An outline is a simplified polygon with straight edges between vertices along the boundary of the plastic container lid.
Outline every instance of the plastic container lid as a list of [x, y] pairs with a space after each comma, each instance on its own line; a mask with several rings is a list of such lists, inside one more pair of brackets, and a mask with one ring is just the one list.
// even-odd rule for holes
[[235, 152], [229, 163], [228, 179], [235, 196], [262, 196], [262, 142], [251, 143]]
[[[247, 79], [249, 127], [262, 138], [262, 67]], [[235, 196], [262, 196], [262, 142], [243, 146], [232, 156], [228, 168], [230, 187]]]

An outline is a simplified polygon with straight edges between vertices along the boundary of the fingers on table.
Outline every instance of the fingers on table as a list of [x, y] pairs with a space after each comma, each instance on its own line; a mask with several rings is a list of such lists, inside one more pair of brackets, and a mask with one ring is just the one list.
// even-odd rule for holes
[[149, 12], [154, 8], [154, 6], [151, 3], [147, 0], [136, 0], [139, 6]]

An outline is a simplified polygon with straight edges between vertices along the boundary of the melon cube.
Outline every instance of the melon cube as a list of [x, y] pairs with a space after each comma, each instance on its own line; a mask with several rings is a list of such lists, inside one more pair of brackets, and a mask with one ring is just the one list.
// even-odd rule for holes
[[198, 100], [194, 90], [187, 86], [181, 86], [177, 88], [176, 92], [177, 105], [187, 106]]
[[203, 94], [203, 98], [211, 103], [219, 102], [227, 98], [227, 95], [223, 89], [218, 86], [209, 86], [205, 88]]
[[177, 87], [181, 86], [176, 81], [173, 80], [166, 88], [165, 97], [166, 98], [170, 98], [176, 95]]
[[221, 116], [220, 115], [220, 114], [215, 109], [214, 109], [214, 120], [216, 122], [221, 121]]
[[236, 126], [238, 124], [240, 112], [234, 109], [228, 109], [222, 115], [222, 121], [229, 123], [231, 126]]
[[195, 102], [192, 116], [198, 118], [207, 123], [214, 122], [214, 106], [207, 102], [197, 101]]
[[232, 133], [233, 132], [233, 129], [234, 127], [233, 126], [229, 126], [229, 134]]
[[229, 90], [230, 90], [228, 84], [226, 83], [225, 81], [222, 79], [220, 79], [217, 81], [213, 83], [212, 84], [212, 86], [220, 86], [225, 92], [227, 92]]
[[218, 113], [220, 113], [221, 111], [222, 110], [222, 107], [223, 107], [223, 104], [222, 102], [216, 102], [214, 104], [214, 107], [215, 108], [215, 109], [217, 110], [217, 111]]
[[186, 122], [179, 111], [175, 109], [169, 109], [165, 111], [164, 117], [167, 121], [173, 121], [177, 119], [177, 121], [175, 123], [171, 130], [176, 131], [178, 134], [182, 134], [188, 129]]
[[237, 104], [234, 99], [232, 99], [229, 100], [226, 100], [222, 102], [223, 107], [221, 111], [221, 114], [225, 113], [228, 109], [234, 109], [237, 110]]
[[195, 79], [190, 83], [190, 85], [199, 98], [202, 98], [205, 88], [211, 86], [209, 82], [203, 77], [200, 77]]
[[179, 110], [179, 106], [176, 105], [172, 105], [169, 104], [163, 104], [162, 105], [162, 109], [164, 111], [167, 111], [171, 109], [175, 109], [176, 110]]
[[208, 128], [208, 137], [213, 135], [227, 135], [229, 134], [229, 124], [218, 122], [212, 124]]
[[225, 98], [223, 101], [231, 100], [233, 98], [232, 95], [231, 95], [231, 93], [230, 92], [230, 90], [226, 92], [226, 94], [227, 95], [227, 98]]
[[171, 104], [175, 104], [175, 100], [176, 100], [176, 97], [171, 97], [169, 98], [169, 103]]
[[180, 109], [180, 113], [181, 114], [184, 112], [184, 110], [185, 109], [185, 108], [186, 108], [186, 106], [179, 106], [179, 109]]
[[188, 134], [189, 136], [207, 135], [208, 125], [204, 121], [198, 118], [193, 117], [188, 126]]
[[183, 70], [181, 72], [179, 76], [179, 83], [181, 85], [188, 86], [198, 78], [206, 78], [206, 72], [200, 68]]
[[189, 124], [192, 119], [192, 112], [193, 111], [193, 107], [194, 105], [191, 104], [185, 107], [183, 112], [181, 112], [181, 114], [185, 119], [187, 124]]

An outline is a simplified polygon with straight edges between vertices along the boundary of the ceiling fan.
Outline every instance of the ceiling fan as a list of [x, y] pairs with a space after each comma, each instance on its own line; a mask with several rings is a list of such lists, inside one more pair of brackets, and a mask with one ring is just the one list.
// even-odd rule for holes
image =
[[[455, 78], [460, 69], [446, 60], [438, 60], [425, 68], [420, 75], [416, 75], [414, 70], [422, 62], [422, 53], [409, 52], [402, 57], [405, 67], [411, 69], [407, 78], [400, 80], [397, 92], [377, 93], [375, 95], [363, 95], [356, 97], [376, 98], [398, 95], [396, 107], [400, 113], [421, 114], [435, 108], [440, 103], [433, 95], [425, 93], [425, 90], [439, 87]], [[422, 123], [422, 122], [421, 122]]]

Aim of the exercise: Each line of the material above needs to be quoted exactly, please.

The output:
An outline is a simplified polygon with straight edges between vertices along the boundary of the plastic container lid.
Outline every instance of the plastic container lid as a list of [x, y] pairs with a space after each comma, each instance on its own line; a mask with several rings is a list of such lists, inside one more pair of brackets, and a mask with one ring is just the one list.
// even-odd rule for holes
[[235, 152], [229, 163], [228, 179], [235, 196], [262, 196], [262, 142], [251, 143]]
[[[247, 79], [249, 127], [262, 138], [262, 67]], [[235, 196], [262, 196], [262, 142], [243, 146], [232, 156], [228, 168], [230, 187]]]

An outline is a simplified polygon with straight edges between vertices along the boundary of the fingers on table.
Outline every instance of the fingers on table as a list of [x, y] pairs with a space after each comma, each instance on its own line; a mask with several rings is a list of such lists, inside one more pair of brackets, and a mask with one ring is just the one list.
// even-odd rule for holes
[[149, 12], [154, 8], [154, 6], [151, 3], [147, 0], [136, 0], [139, 6]]

An outline is a simplified polygon with straight edges between vertices along the boundary of the melon cube.
Outline every instance of the melon cube as a list of [x, y] pairs with a space after each comma, each instance on its own line; a mask with several rings is a list of such lists, inside one more pair of brackets, and a mask with one ring is just the one list.
// even-odd rule for holes
[[198, 100], [194, 90], [187, 86], [181, 86], [177, 88], [176, 92], [177, 105], [187, 106]]
[[203, 94], [203, 98], [211, 103], [219, 102], [227, 98], [227, 95], [223, 89], [218, 86], [209, 86], [205, 88]]
[[177, 87], [181, 86], [176, 81], [173, 80], [166, 88], [165, 97], [166, 98], [170, 98], [176, 95]]
[[221, 116], [220, 115], [220, 114], [215, 109], [214, 109], [214, 120], [216, 122], [221, 121]]
[[236, 126], [238, 124], [240, 112], [234, 109], [228, 109], [222, 115], [222, 121], [229, 123], [231, 126]]
[[195, 102], [192, 116], [198, 118], [207, 123], [214, 122], [214, 106], [207, 102], [197, 101]]
[[232, 133], [233, 132], [233, 129], [234, 127], [233, 126], [229, 126], [229, 134]]
[[229, 90], [230, 90], [228, 84], [226, 83], [225, 81], [222, 79], [220, 79], [217, 81], [213, 83], [212, 84], [212, 86], [220, 86], [225, 92], [227, 92]]
[[218, 113], [220, 113], [221, 111], [222, 110], [222, 107], [223, 107], [223, 104], [222, 102], [216, 102], [214, 104], [214, 107], [215, 108], [215, 109], [217, 110], [217, 111]]
[[186, 122], [179, 111], [175, 109], [169, 109], [165, 111], [164, 117], [167, 121], [173, 121], [177, 119], [177, 121], [175, 123], [171, 130], [176, 131], [178, 134], [182, 134], [188, 129]]
[[237, 104], [234, 99], [232, 99], [229, 100], [226, 100], [222, 102], [223, 107], [221, 111], [221, 114], [225, 113], [228, 109], [234, 109], [237, 110]]
[[195, 79], [190, 83], [190, 85], [199, 98], [202, 98], [205, 88], [211, 86], [209, 82], [203, 77], [200, 77]]
[[179, 110], [179, 106], [176, 105], [172, 105], [169, 104], [163, 104], [162, 105], [162, 109], [164, 111], [167, 111], [171, 109], [175, 109], [176, 110]]
[[208, 128], [208, 137], [213, 135], [227, 135], [229, 134], [229, 124], [218, 122], [212, 124]]
[[225, 98], [223, 101], [231, 100], [233, 98], [232, 95], [231, 95], [231, 93], [230, 92], [230, 90], [226, 92], [226, 94], [227, 95], [227, 98]]
[[171, 104], [175, 104], [175, 100], [176, 100], [176, 97], [171, 97], [169, 98], [169, 103]]
[[180, 109], [180, 113], [181, 114], [184, 112], [184, 110], [185, 109], [185, 108], [186, 108], [186, 106], [179, 106], [179, 109]]
[[188, 134], [189, 136], [207, 135], [208, 125], [204, 121], [198, 118], [193, 117], [188, 126]]
[[183, 70], [181, 72], [179, 76], [179, 83], [181, 85], [188, 86], [198, 78], [206, 78], [206, 72], [200, 68]]
[[189, 124], [192, 119], [192, 112], [193, 111], [193, 107], [194, 105], [191, 104], [185, 107], [183, 112], [181, 112], [181, 114], [185, 119], [187, 124]]

An outline is a simplified polygon with straight edges between vertices along the boundary of the ceiling fan.
Outline every instance of the ceiling fan as a list of [x, y] pairs with a space after each comma, each instance on its own line; a mask with several rings is a list of such lists, inside one more pair of brackets, and a mask with one ring is just the one list.
// even-odd rule for holes
image =
[[[455, 78], [460, 69], [446, 60], [438, 60], [425, 68], [420, 75], [416, 75], [414, 70], [422, 62], [422, 53], [409, 52], [402, 57], [405, 67], [411, 69], [407, 78], [400, 80], [397, 92], [377, 93], [375, 95], [363, 95], [356, 97], [376, 98], [398, 95], [396, 107], [400, 113], [421, 114], [435, 108], [440, 103], [433, 95], [425, 93], [425, 90], [439, 87]], [[422, 123], [422, 122], [421, 122]]]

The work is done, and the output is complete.